A ONBOARD, de Luiz Renato, lançou durante a pandemia a contagem automática de passageiros por câmeras de segurança, que permite a análise de demanda do transporte público sem a necessidade de uma pesquisa longa de Origem e Destino. Com a solução, operadores de transporte têm em mãos informações valiosas sobre o número de passageiros transportados por linha, principais trechos, fluxos por regiões, etc.
De qualquer forma, a necessidade de atender às demandas da população é urgente, em meio à pandemia o transporte público já perdeu milhões de clientes e sua recuperação no longo prazo depende, dentre outras coisas, de uma percepção positiva e de segurança durante as viagens. Lotações e espera só contribuem para uma migração massiva a outros modais, o que pode se tornar permanente e prejudicial a nossas cidades.
Citada, a Assessoria de Imprensa da SPTrans ao ser procurada pela redação respondeu:
A SPTrans informa que a programação da oferta do transporte público considera a demanda de passageiros transportados por linha, faixa horária e sentido de operação, o sobe e desce de passageiros, o intervalo médio entre partidas e as condições de capacidade dos veículos e frequência das partidas para atender a demanda.

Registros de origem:
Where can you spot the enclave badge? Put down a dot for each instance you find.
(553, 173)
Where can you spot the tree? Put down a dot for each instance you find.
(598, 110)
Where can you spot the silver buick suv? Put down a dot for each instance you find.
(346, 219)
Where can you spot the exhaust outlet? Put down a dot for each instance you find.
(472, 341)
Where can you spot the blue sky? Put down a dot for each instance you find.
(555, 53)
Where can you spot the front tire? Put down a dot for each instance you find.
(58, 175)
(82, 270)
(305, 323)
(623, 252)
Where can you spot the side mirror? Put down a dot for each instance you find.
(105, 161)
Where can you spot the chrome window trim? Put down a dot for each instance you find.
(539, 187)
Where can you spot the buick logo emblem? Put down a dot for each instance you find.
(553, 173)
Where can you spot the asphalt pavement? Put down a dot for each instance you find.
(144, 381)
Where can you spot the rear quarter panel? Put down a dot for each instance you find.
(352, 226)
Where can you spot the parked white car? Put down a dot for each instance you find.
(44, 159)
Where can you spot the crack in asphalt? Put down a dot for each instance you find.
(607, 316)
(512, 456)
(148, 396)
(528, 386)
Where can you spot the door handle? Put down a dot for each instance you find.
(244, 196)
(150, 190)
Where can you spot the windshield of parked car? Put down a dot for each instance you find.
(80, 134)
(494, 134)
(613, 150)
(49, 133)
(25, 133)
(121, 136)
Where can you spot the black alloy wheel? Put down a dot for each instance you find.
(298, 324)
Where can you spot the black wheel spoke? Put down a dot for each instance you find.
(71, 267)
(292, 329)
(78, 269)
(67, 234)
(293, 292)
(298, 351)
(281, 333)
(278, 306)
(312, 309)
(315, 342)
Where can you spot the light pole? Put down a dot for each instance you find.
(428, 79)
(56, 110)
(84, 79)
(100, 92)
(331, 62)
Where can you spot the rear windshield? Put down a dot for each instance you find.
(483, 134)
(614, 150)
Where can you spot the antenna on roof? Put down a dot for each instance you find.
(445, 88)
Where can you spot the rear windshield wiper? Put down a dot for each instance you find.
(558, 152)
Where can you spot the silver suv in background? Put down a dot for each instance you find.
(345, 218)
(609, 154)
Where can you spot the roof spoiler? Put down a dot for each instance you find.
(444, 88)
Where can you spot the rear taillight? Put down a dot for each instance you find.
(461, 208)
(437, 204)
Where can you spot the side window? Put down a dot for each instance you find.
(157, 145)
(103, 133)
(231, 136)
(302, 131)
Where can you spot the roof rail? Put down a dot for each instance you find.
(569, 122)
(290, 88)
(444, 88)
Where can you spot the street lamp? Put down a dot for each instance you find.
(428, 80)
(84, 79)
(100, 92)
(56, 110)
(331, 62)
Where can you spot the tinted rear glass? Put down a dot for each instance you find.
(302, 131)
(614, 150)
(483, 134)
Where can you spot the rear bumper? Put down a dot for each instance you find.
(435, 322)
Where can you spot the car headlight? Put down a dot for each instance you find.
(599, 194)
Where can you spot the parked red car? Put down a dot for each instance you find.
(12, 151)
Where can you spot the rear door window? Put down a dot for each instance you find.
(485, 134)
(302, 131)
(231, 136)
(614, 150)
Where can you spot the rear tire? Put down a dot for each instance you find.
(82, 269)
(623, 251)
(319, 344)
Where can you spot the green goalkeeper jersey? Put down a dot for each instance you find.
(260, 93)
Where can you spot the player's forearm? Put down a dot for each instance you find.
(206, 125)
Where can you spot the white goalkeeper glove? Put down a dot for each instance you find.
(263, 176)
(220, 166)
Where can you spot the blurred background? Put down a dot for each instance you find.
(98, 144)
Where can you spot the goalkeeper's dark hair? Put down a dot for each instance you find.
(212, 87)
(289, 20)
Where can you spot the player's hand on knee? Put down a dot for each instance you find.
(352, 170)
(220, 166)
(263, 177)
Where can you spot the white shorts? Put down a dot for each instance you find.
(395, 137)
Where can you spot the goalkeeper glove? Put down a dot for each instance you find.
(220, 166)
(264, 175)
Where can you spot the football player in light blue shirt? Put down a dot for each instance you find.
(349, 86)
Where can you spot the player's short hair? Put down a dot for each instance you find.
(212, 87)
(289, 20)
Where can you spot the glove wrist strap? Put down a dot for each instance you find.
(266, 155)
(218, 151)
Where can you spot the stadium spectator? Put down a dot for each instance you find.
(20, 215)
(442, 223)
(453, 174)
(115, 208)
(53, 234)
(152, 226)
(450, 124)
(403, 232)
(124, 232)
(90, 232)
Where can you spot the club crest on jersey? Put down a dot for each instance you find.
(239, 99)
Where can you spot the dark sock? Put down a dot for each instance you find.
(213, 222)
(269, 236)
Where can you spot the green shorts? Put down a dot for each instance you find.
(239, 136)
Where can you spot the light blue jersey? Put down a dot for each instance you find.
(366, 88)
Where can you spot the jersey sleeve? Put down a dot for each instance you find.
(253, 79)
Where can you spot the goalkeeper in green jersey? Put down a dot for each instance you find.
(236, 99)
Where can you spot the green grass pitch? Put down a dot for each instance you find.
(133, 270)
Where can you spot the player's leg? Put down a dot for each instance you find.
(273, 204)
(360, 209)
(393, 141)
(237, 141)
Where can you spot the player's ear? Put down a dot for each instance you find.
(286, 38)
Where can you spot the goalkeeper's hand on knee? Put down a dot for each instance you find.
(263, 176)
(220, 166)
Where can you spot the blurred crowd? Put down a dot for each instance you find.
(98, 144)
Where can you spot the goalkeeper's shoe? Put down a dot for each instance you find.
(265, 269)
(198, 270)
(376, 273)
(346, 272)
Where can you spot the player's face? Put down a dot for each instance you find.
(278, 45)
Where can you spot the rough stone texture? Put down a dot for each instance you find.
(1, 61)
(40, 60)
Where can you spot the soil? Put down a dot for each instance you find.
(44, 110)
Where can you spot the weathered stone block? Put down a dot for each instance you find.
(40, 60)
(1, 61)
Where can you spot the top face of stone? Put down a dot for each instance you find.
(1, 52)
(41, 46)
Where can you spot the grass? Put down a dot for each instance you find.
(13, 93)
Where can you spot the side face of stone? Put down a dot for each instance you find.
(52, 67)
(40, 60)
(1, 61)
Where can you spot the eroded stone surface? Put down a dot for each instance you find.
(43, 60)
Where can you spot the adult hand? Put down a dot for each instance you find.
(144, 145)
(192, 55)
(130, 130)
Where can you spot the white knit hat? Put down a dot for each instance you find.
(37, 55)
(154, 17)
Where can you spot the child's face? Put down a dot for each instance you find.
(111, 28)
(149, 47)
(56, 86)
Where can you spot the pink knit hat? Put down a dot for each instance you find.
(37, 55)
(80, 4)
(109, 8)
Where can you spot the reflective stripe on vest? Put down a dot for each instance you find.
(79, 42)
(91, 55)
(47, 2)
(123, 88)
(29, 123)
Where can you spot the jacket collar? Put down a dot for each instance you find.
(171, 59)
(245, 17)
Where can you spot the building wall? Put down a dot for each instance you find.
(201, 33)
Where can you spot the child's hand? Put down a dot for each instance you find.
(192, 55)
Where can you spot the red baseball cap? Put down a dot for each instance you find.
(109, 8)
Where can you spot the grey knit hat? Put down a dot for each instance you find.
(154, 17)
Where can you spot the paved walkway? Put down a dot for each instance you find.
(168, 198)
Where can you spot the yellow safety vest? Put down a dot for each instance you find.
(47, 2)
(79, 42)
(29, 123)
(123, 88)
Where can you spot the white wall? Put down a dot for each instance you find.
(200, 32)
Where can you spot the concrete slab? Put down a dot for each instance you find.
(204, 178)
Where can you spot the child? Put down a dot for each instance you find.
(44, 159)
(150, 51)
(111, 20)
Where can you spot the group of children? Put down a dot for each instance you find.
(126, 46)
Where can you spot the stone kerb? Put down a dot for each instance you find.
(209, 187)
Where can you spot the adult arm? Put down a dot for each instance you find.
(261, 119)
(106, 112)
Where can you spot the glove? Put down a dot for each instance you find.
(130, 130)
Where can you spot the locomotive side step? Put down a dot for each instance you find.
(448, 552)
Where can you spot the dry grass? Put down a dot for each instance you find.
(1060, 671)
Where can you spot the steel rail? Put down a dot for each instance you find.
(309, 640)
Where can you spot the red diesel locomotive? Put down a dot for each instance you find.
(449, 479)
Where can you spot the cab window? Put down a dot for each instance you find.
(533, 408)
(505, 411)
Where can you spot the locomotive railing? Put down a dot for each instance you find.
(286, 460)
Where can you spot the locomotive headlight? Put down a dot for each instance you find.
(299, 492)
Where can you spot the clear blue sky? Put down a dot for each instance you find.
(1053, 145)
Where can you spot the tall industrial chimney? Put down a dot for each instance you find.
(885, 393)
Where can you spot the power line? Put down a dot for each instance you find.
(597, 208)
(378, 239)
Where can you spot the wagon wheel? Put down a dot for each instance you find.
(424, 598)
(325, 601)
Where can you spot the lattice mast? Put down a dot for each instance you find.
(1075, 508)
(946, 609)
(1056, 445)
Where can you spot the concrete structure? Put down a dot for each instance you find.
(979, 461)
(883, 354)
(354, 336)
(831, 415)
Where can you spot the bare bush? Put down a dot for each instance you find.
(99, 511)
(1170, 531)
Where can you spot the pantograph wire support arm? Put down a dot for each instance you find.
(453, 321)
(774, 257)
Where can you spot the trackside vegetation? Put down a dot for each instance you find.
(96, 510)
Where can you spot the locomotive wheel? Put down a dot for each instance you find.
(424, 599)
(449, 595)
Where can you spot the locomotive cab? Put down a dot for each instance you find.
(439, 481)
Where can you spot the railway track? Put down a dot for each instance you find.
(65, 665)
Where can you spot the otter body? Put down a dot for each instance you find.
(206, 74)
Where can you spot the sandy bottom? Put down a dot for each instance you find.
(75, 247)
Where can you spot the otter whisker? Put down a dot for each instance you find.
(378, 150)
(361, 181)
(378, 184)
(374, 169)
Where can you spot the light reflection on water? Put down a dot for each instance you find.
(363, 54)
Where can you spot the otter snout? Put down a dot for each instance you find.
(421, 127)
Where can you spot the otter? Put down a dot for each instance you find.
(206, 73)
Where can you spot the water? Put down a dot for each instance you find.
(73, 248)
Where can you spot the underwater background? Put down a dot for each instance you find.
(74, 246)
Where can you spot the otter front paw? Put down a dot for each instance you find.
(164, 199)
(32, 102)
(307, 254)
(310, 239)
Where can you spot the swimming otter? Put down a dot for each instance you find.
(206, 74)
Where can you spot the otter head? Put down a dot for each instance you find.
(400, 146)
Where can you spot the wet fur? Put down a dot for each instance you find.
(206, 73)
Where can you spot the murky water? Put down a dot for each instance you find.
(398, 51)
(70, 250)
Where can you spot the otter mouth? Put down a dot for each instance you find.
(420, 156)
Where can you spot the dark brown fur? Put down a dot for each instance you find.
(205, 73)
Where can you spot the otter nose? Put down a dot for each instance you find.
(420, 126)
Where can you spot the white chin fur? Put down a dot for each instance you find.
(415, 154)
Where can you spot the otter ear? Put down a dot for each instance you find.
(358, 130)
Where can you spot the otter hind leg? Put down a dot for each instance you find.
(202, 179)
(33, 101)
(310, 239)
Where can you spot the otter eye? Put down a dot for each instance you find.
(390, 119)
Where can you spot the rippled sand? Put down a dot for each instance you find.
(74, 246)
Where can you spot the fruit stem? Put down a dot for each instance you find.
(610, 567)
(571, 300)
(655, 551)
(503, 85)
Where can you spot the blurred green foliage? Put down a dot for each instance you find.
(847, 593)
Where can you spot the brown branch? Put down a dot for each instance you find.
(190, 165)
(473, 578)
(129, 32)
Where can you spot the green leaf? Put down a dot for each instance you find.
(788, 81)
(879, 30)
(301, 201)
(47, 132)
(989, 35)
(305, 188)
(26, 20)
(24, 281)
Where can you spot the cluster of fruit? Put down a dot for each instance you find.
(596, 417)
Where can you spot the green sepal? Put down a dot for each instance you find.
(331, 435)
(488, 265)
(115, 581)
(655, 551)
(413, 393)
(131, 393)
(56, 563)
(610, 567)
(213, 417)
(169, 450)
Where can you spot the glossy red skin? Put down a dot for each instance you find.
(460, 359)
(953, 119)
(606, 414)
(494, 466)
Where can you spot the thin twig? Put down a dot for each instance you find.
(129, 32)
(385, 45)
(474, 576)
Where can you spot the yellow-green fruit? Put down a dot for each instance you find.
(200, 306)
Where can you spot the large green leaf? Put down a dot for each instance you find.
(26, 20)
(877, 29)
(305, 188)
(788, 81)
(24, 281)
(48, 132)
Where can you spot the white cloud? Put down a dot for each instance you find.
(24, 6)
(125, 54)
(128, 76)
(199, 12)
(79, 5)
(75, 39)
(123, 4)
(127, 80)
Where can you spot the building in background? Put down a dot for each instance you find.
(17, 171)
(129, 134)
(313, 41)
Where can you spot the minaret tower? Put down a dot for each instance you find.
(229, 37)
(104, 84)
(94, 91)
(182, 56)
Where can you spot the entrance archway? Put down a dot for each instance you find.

[TAREFA A]: Cite do trecho da página a parte que vai de "De qualquer forma, a" até "atender a demanda.", sem mudar nada.
[TAREFA B]: De acordo com o trecho da página, em que período a ONBOARD lançou a contagem automática de passageiros?
[TAREFA C]:
Com base no trecho da página, diga se cada afirmação está de acordo com ele, respondendo sim ou não e citando as palavras que decidem a resposta.
(i) A contagem automática da ONBOARD é feita por câmeras de segurança.
(ii) A solução da ONBOARD exige uma pesquisa longa de Origem e Destino.
(iii) Segundo a SPTrans, a programação da oferta leva em conta o sobe e desce de passageiros.

[SOLUÇÃO A]:
De qualquer forma, a necessidade de atender às demandas da população é urgente, em meio à pandemia o transporte público já perdeu milhões de clientes e sua recuperação no longo prazo depende, dentre outras coisas, de uma percepção positiva e de segurança durante as viagens. Lotações e espera só contribuem para uma migração massiva a outros modais, o que pode se tornar permanente e prejudicial a nossas cidades.
Citada, a Assessoria de Imprensa da SPTrans ao ser procurada pela redação respondeu:
A SPTrans informa que a programação da oferta do transporte público considera a demanda de passageiros transportados por linha, faixa horária e sentido de operação, o sobe e desce de passageiros, o intervalo médio entre partidas e as condições de capacidade dos veículos e frequência das partidas para atender a demanda.

[SOLUÇÃO B]: Durante a pandemia.

[SOLUÇÃO C]:
(i) Sim: "contagem automática de passageiros por câmeras de segurança".
(ii) Não: "sem a necessidade de uma pesquisa longa de Origem e Destino".
(iii) Sim: "o sobe e desce de passageiros".